Exercise text:

----------

SeqWare › Installation From Scratch

Note: This guide is useful if you want to install SeqWare from scratch on your local infrastructure. Be warned, there are rather vague sections and this guide was really written as notes for setting up our VMs. It is geared towards experienced Linux sysadmins and we cannot guarantee this guide is always up to date.

If you just want to get started with SeqWare quickly please see Installing the SeqWare VM for instructions on downloading a VM that is ready for workflow development and testing. We also recommend this approach for production installs because you can connect easily these VMs to a real cluster.

Introduction

Historically, we had a big and difficult to maintain document here detailing manual steps. However, you are now in much better hands. We have two main tools that aid us in deploying SeqWare to Ubuntu 12.04 hosts.

First, we have Bindle. This project allows you to provision VMs and then configure them using a “bag.” If you need to configure SeqWare in a cloud environment (AWS or Openstack), follow the readme in order to configure vagrant and ansible.

Second, if you already have a ubuntu 12.04 host handy or are not working in a cloud environment, you can use our Ansible playbooks for configuring a host directly. We have a playbook for a clean SeqWare host and a playbook for a Pancancer environment.

Next Steps

There are two main next steps:

Develop and Test New Workflow Bundles

Once you can run the HelloWorlds workflow you should be ready to use this VM for the development of new modules and/or workflows or running/testing existing ones. Take a look at the Workflow Manuals for information about how to develop for SeqWare Pipeline.

Connect the VM to a Real Cluster

In order to hook up the VM to a real cluster, you will need to make sure that all SGE tools (like qsub, qstat, and qacct) are hooked up to a real SGE environment. Additionally, you will want to make sure that seqware’s shared directories (released bundles, provisioned bundles, and oozie working directory) are available to the execution nodes.

Historically, if you’re using this VM that has already been setup you will still want to edit the sge.pm file since it contains paths and ports that will need to change given your environment. If you’re using the VM as a self-contained environment you don’t need to worry about this. But if you’re connecting to a real cluster then you need to have these setup properly. For example you would need to customize the following section in /usr/share/perl5/vendor_perl/Globus/GRAM/JobManager/sge.pm:

BEGIN
{
    $qsub        = '/usr/local/ge-6.1u6/bin/lx24-amd64/qsub';
    $qstat       = '/usr/local/ge-6.1u6/bin/lx24-amd64/qstat';
    $qdel        = '/usr/local/ge-6.1u6/bin/lx24-amd64/qdel';
    #
    $mpirun      = 'no';
    $sun_mprun   = 'no';
    $mpi_pe      = '';
    #
    if(($mpirun eq "no") && ($sun_mprun eq "no"))

----------

Listed records:

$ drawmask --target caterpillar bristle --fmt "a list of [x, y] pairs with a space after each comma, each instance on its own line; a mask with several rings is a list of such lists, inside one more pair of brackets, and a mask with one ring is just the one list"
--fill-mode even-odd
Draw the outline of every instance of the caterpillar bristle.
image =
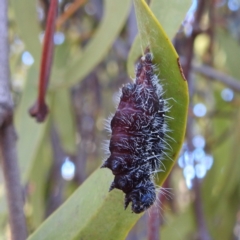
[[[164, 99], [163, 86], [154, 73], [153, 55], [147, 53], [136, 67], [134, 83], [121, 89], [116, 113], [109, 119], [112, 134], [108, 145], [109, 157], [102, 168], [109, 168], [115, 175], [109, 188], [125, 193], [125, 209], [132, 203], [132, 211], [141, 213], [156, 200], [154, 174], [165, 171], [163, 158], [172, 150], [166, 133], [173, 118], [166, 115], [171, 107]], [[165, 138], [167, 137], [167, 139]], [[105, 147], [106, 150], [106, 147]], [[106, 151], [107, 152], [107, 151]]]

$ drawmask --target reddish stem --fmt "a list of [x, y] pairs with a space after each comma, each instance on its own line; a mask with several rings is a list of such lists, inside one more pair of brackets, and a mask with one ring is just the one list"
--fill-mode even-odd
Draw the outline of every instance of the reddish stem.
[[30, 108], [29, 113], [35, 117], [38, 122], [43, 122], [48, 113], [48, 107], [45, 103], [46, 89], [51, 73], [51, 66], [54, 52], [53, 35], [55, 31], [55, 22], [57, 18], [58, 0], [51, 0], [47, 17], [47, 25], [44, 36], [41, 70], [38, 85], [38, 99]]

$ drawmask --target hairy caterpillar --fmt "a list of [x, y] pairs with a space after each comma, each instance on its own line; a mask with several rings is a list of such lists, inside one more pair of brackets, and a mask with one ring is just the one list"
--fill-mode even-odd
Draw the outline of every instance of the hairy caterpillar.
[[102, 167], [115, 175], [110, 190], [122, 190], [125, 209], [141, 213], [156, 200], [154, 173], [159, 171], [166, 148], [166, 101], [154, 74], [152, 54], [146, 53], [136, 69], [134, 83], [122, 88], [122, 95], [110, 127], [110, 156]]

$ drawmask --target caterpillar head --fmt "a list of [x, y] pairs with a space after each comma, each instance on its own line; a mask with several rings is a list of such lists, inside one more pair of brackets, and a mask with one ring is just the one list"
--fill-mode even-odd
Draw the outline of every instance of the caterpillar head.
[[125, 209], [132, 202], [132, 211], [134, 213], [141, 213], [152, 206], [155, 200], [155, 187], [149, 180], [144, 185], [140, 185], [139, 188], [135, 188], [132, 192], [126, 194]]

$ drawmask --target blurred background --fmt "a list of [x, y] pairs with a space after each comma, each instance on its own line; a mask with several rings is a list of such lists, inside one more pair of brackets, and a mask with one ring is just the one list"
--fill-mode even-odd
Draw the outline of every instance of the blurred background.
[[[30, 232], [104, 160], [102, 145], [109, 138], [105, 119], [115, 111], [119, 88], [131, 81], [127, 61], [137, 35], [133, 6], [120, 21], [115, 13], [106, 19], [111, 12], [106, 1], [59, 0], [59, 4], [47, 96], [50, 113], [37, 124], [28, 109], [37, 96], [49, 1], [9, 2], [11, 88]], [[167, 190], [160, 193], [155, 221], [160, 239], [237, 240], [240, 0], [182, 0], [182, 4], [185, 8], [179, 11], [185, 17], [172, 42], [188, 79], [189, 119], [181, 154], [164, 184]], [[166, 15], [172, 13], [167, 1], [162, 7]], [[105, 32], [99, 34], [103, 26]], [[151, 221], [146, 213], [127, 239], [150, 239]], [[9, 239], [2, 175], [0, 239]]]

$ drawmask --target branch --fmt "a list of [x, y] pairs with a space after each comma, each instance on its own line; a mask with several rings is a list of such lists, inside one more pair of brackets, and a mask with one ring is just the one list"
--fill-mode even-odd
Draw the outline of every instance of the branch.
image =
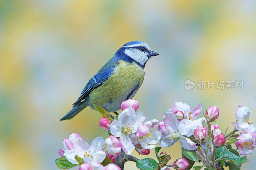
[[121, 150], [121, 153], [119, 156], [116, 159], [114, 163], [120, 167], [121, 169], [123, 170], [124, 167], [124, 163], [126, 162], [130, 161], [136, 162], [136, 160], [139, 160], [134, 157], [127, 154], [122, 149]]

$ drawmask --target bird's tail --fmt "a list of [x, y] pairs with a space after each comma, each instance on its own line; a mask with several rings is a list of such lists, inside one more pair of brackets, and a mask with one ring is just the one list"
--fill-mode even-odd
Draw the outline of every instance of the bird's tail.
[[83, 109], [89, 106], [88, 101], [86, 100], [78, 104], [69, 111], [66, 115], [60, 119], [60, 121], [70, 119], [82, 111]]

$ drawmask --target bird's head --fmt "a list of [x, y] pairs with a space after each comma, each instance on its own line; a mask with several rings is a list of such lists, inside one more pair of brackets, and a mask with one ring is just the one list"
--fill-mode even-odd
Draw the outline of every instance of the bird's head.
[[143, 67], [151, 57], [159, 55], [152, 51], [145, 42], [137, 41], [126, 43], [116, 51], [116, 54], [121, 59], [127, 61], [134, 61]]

----------

Exercise goal: Can you quote from the SeqWare installation guide the part that opens with the words containing "If you just" and closes with "vagrant and ansible."? The lines are separate material and have no connection to the SeqWare installation guide.

Output of the exercise:
If you just want to get started with SeqWare quickly please see Installing the SeqWare VM for instructions on downloading a VM that is ready for workflow development and testing. We also recommend this approach for production installs because you can connect easily these VMs to a real cluster.

Introduction

Historically, we had a big and difficult to maintain document here detailing manual steps. However, you are now in much better hands. We have two main tools that aid us in deploying SeqWare to Ubuntu 12.04 hosts.

First, we have Bindle. This project allows you to provision VMs and then configure them using a “bag.” If you need to configure SeqWare in a cloud environment (AWS or Openstack), follow the readme in order to configure vagrant and ansible.